→ **Direction**:
Repeat the lines beginning at the one with "Category: building facade" and running to the end of the material, keeping the first and last of them, exactly as they appear.

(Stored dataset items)
* * *

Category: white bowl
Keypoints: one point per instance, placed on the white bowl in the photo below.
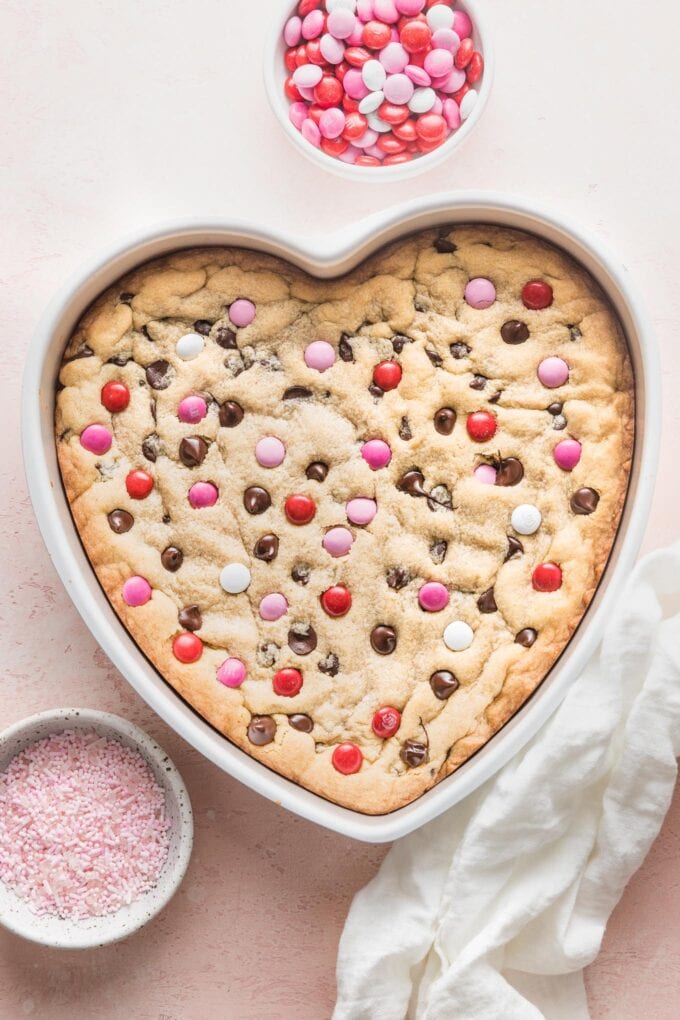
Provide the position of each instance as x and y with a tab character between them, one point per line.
328	256
90	932
275	74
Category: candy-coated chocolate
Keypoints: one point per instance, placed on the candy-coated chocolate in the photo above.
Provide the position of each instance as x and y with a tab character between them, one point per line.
136	591
433	597
115	396
361	510
337	541
273	606
269	452
231	672
347	758
96	439
567	454
376	453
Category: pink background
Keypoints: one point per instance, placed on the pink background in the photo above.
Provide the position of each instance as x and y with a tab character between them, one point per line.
123	114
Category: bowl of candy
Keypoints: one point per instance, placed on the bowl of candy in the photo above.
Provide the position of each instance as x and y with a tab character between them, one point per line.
96	828
378	90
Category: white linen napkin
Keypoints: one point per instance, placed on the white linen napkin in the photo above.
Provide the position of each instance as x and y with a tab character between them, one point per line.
491	911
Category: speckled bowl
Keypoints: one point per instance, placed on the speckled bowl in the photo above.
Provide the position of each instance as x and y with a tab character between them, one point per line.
62	933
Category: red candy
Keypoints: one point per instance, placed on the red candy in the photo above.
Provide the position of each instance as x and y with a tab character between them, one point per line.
546	577
481	426
188	648
300	509
115	397
536	295
336	601
286	682
386	721
139	483
347	758
387	374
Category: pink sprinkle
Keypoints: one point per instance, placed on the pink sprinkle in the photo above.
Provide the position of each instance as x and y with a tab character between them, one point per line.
83	825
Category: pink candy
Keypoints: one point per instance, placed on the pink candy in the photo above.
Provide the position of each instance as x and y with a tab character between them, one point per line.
319	355
567	454
361	510
96	439
337	542
202	495
376	453
273	606
136	591
269	452
433	597
231	672
242	312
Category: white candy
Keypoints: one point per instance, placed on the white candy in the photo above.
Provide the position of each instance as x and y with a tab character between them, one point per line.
190	347
526	518
377	123
371	102
439	16
374	74
234	578
458	635
468	103
422	100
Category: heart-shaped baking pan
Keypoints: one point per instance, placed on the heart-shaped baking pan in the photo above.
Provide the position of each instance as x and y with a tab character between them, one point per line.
333	258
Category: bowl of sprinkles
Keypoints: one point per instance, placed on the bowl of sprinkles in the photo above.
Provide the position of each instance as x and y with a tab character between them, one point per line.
96	828
378	90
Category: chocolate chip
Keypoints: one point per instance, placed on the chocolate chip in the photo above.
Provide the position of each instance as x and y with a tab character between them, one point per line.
171	558
486	602
302	722
266	548
413	483
257	500
514	547
398	577
345	348
190	618
509	471
302	639
584	501
443	683
445	419
459	350
383	639
298	393
261	730
120	521
301	573
414	753
152	447
515	332
399	342
526	638
329	665
438	551
193	451
159	374
230	414
226	339
317	471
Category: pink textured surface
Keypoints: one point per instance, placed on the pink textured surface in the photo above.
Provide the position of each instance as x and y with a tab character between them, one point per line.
111	125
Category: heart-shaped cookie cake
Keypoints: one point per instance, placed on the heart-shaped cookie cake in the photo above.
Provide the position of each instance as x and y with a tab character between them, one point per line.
353	522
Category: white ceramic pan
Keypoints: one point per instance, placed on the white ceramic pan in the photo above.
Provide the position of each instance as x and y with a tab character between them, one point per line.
327	256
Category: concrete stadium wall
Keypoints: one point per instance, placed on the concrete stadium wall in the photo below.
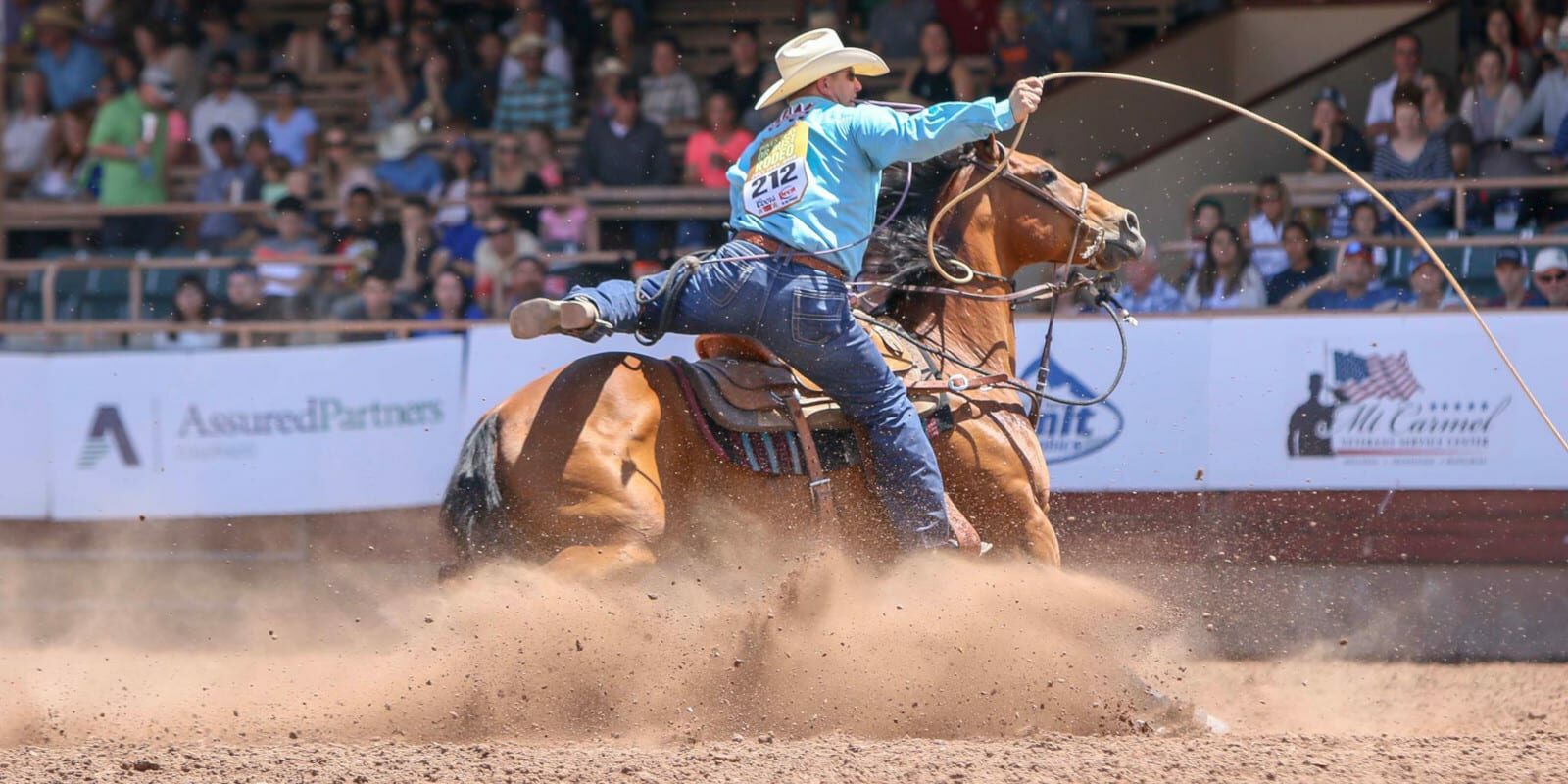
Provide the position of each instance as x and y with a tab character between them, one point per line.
1236	149
1236	55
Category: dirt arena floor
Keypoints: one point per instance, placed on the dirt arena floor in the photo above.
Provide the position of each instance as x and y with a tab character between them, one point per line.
929	671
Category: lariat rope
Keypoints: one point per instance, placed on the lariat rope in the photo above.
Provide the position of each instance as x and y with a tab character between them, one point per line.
968	273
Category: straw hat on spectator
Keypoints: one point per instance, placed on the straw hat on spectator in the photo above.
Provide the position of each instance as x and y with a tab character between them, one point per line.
812	55
57	15
399	141
608	68
527	43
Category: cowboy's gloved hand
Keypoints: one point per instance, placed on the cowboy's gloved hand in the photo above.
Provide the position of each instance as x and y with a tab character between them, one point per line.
1026	98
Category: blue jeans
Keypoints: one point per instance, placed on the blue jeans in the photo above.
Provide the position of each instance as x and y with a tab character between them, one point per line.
804	316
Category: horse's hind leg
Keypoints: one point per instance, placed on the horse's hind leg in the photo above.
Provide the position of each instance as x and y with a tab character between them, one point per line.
600	562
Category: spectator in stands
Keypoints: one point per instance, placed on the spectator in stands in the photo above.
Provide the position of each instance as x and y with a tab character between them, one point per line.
375	303
1513	282
129	138
527	279
606	80
1332	130
1206	217
1013	54
258	151
564	227
621	43
463	240
1437	112
290	125
223	109
557	62
1548	102
710	156
422	253
157	46
969	24
1147	290
1413	154
192	306
404	169
339	172
71	68
514	174
363	239
219	38
745	74
462	172
1426	287
388	86
502	243
221	182
938	75
1303	264
1264	229
535	98
668	93
1407	71
627	151
1494	101
28	125
896	28
452	302
289	282
1227	279
1348	287
1366	226
1551	276
1065	28
1502	35
447	99
248	305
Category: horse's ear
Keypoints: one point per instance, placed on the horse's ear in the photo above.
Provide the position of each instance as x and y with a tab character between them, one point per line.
988	149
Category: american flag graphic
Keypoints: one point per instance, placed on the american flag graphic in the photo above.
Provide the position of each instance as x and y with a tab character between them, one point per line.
1374	375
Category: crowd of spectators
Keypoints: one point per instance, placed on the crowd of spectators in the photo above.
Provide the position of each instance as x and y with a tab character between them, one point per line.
463	102
1419	124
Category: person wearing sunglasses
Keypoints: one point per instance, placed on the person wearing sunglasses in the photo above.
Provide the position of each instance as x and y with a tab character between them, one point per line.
1551	276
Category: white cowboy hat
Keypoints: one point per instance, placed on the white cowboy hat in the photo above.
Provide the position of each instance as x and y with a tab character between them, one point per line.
809	57
397	141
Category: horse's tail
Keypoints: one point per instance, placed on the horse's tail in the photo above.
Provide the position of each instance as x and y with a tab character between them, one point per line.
472	509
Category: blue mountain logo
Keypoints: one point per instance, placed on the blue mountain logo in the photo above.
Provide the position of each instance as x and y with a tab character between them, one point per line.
1073	431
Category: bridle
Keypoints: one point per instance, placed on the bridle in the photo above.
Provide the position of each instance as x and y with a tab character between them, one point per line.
1089	240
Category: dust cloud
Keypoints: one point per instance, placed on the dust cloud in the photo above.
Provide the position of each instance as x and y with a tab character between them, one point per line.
932	648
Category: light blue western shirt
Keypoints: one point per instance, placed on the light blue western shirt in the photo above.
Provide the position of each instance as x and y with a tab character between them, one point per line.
847	151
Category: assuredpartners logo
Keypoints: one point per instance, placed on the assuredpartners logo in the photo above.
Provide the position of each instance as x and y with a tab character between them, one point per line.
231	431
107	435
1073	431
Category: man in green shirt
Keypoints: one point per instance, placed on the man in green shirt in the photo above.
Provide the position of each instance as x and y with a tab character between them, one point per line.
129	140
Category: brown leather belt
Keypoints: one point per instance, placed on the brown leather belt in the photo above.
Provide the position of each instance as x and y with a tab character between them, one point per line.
770	245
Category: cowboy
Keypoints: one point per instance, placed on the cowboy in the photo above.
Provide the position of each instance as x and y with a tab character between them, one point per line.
804	198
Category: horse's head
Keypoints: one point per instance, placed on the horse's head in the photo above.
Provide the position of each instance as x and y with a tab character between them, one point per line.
1043	216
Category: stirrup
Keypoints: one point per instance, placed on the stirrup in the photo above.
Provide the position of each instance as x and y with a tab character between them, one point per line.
571	318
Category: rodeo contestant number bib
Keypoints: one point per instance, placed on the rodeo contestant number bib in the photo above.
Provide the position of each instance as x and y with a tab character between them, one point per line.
778	176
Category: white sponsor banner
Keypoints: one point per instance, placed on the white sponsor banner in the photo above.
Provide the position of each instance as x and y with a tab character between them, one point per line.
24	438
501	365
259	431
1152	433
1372	402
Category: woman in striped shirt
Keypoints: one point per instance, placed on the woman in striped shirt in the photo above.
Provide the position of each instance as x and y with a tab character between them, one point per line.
1413	154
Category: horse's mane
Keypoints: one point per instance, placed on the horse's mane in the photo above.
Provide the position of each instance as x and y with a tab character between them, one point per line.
898	253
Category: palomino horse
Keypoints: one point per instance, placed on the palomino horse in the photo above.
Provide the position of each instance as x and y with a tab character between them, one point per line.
600	466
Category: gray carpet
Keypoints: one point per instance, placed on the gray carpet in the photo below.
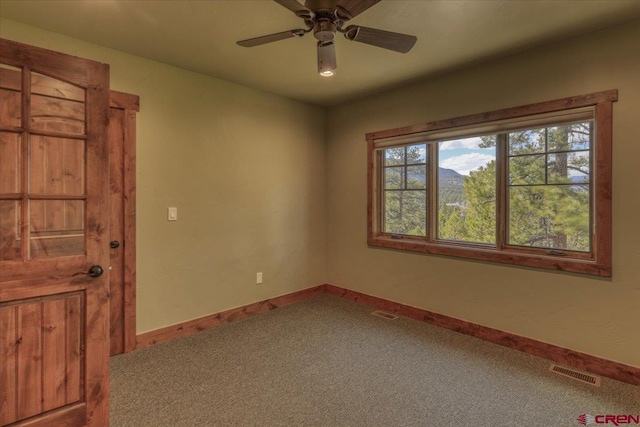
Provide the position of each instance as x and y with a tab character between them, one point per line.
328	362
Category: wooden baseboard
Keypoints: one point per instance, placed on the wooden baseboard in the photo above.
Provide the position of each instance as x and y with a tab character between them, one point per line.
575	359
189	327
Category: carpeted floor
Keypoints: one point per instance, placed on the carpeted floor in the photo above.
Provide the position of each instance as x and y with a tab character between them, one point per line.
328	362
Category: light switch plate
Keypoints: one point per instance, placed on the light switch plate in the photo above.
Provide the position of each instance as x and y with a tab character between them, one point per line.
172	214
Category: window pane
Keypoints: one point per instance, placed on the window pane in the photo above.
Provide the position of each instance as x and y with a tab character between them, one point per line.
56	106
530	141
405	212
394	178
10	96
56	166
57	228
576	136
417	154
551	216
570	167
467	190
417	177
526	170
10	242
10	162
394	156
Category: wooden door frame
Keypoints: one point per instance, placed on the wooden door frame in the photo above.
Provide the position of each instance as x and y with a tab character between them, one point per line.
131	105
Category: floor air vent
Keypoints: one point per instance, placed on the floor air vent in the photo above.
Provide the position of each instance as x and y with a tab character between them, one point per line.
384	315
576	375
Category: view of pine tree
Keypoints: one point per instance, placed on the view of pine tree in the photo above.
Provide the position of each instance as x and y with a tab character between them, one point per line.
471	216
405	197
547	189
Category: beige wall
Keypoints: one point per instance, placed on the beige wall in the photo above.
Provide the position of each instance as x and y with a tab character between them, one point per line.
246	171
596	316
249	172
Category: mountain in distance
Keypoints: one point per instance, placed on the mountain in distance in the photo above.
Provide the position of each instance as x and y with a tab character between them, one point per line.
450	187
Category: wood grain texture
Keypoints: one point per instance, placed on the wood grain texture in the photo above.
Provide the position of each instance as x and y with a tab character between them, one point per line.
8	361
586	362
507	113
29	370
70	416
116	256
53	354
129	194
54	111
168	333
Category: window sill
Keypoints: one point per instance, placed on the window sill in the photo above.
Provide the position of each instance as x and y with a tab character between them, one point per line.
549	262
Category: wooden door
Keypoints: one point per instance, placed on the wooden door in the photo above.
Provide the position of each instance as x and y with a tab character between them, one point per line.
54	225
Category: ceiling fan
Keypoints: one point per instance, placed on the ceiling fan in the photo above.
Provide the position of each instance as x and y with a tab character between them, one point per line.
325	18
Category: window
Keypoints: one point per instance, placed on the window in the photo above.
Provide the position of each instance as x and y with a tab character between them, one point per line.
529	185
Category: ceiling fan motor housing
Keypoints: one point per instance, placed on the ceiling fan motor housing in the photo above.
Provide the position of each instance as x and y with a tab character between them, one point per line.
324	31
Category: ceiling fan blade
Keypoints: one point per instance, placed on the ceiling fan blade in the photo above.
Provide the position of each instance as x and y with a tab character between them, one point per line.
356	7
257	41
295	7
385	39
326	58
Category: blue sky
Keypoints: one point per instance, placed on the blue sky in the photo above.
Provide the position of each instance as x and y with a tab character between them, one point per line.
463	155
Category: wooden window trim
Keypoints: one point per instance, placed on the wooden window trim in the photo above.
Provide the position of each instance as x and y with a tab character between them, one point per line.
598	262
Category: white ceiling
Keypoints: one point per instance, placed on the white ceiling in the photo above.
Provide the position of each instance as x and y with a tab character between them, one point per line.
200	36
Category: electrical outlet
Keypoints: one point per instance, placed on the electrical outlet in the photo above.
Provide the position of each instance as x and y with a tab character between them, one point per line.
172	214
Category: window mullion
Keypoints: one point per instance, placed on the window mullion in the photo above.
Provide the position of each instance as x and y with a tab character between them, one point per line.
501	190
432	192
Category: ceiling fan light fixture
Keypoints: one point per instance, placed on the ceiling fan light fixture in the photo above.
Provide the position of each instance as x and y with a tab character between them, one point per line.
326	58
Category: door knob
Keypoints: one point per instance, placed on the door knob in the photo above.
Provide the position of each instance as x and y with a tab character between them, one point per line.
94	271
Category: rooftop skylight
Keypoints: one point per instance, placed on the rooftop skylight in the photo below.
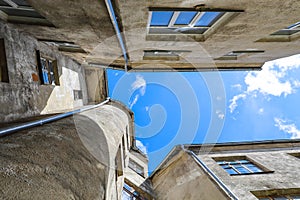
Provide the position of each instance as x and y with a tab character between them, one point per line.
187	22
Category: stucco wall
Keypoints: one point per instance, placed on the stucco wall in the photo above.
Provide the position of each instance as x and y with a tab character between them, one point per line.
22	96
184	179
73	158
286	171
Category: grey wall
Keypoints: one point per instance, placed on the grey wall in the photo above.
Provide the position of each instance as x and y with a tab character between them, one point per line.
73	158
22	96
286	171
184	179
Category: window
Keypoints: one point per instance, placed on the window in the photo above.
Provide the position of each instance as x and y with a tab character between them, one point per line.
187	22
118	163
19	11
3	63
290	30
287	197
48	71
297	155
129	193
163	54
278	194
239	166
136	167
160	55
233	55
64	46
77	94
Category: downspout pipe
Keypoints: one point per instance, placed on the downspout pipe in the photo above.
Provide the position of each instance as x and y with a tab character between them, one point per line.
113	18
9	130
210	173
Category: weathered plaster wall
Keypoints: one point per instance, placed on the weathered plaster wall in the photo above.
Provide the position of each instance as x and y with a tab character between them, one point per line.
184	179
22	96
96	84
73	158
286	171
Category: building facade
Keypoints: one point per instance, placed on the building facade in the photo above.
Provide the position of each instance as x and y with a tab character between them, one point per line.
77	145
250	170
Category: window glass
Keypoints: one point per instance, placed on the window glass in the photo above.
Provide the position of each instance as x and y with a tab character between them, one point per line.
207	18
242	166
161	18
185	17
296	25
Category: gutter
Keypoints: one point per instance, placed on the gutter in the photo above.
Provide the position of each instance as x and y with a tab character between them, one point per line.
211	174
113	18
13	129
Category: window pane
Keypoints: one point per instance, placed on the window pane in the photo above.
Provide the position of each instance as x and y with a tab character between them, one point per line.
242	170
2	3
185	17
21	3
294	25
207	18
125	195
253	168
161	18
230	171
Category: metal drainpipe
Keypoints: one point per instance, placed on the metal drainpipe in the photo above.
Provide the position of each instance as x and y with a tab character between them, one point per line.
116	26
211	174
9	130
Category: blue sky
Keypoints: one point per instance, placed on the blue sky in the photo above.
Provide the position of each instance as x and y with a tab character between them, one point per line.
181	108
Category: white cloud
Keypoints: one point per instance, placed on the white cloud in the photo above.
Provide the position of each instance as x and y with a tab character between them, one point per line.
268	82
140	84
261	111
140	145
237	87
287	128
147	108
272	80
220	114
234	100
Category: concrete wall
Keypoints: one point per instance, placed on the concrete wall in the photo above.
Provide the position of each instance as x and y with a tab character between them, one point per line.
24	96
286	170
73	158
182	178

* * *

→ **Worked solution**:
Category: building facade
Keypoints: one point per instance, placed on the building facade in the photo above.
Provide the position of each instance as x and y with a tab character between them, one point per line.
77	145
250	170
Category: window glass
Keypoints: one point per instance, placed on the window glass in the photo above.
Provide the position of each instance as x and y with a tab character between them, one point per line.
207	18
242	166
161	18
185	17
296	25
Category: gutter
Keypoints: one point per instance, placed on the gutter in the photo above.
Provide the position of each instance as x and y with a tab character between them, one point per line.
211	174
113	18
13	129
Category: window pane
Keypoints: one point per instance, placed on the window pane in the photo above.
Provide the position of each instance as x and y with a tab character between them, one point per line.
242	170
2	3
185	17
21	3
294	25
207	18
125	195
253	168
161	18
230	171
Category: metal drainpipe
Keypoints: one point per instance, placed on the metal drainpipe in the photo above.
Provide the position of each instance as x and y with a tab character between them, one point per line.
116	26
211	174
9	130
Category: blue sky
Keypoints: one point per instance, placed on the blue sky in the photo above.
Provide the position of each instance as x and y with a tab character between them, one point per line.
181	108
Category: white cloud
Keypoints: one point per instance, placed on the white cloud in the photo above.
Provide the position of each instance as x and y with a tab character between them, one point per line.
268	82
140	84
261	111
140	145
237	87
287	128
147	108
272	80
220	114
234	100
Category: concrete wall
Keypoints: one point per instance, placed on the concrete wall in the photo above.
Provide the position of each instance as x and y with a tab character between them, one point per line.
24	96
286	170
73	158
182	178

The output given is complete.